Problem to work on =>
Give every line below again, exactly.
------ Data entries
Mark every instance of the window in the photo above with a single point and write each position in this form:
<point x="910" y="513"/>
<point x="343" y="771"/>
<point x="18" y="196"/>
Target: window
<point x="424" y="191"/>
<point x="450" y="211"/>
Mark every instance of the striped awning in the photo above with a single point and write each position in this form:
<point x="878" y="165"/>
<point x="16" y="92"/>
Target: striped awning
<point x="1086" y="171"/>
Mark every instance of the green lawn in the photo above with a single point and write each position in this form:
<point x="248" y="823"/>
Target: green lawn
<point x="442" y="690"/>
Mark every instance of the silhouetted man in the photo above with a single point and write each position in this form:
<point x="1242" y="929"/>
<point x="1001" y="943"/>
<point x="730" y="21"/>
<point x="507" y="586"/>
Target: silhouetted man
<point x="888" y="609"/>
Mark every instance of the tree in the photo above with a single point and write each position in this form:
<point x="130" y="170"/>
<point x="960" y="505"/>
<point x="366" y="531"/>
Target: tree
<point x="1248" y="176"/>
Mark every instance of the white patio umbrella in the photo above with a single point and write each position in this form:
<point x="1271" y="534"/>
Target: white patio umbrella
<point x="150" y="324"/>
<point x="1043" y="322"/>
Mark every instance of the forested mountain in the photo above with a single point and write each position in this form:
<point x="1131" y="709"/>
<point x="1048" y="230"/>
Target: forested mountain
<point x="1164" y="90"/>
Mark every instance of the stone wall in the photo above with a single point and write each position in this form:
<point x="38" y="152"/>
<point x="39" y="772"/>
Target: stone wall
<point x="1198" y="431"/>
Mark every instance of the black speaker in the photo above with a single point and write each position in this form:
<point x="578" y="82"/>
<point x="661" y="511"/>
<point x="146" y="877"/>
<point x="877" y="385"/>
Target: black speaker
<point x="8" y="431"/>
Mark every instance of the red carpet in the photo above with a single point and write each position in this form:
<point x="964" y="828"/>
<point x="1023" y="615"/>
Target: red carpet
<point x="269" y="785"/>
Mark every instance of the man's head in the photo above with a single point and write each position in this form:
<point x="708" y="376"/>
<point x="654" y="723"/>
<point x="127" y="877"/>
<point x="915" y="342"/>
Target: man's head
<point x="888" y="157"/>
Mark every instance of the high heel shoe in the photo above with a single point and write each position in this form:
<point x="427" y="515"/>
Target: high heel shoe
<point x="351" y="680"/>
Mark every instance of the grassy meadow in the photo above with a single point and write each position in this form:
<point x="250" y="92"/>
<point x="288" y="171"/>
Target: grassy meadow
------------
Answer to the problem =>
Mark every instance of the window in the photo above with a single point and write each position in this form:
<point x="910" y="513"/>
<point x="343" y="771"/>
<point x="18" y="196"/>
Target: window
<point x="424" y="191"/>
<point x="450" y="211"/>
Mark every instance of the striped awning in the photo above with a single point and write each position in this form:
<point x="878" y="165"/>
<point x="16" y="92"/>
Target: striped awning
<point x="1086" y="171"/>
Mark every instance of the green lawn in the photo above with a single point and write each position in this form:
<point x="248" y="823"/>
Target: green lawn
<point x="442" y="690"/>
Mark every instance of the silhouetted man in the photo above with a single point and write each position in this form:
<point x="1242" y="929"/>
<point x="1001" y="943"/>
<point x="730" y="21"/>
<point x="507" y="586"/>
Target: silhouetted man
<point x="888" y="609"/>
Mark every instance of the tree in the photo above with a single point and write each position in this form:
<point x="130" y="170"/>
<point x="960" y="505"/>
<point x="366" y="531"/>
Target: tree
<point x="1248" y="176"/>
Mark every instance of the white patio umbrella in the photo above with a single point and write each position in this form:
<point x="1271" y="534"/>
Target: white patio umbrella
<point x="150" y="324"/>
<point x="1043" y="322"/>
Mark every instance of the forested mountain in the photo above with a single point and write each position in this form:
<point x="1131" y="709"/>
<point x="1048" y="230"/>
Target: forested mountain
<point x="1164" y="90"/>
Mark every instance of the stone wall in the photo above with a single point and write each position in this form:
<point x="38" y="152"/>
<point x="39" y="772"/>
Target: stone wall
<point x="1198" y="431"/>
Mark every instance of the black speaker in the photo above with a single point and write each position in this form:
<point x="578" y="82"/>
<point x="661" y="511"/>
<point x="146" y="877"/>
<point x="877" y="385"/>
Target: black speaker
<point x="8" y="431"/>
Mark every instance of the red carpet in the photo above with a single point and write each position in this form:
<point x="964" y="828"/>
<point x="1023" y="615"/>
Target: red carpet
<point x="269" y="785"/>
Mark every instance of the man's head in the photo above with a single point and write each position in this form:
<point x="708" y="376"/>
<point x="654" y="723"/>
<point x="127" y="877"/>
<point x="915" y="342"/>
Target: man's head
<point x="888" y="157"/>
Mark every instance of the high heel shoe in the photo above with a single point and write each position in this form:
<point x="427" y="515"/>
Target: high heel shoe
<point x="351" y="680"/>
Mark every instance of the grassy meadow in the photo above with a single point and write each position in this form:
<point x="250" y="92"/>
<point x="288" y="171"/>
Target: grassy meadow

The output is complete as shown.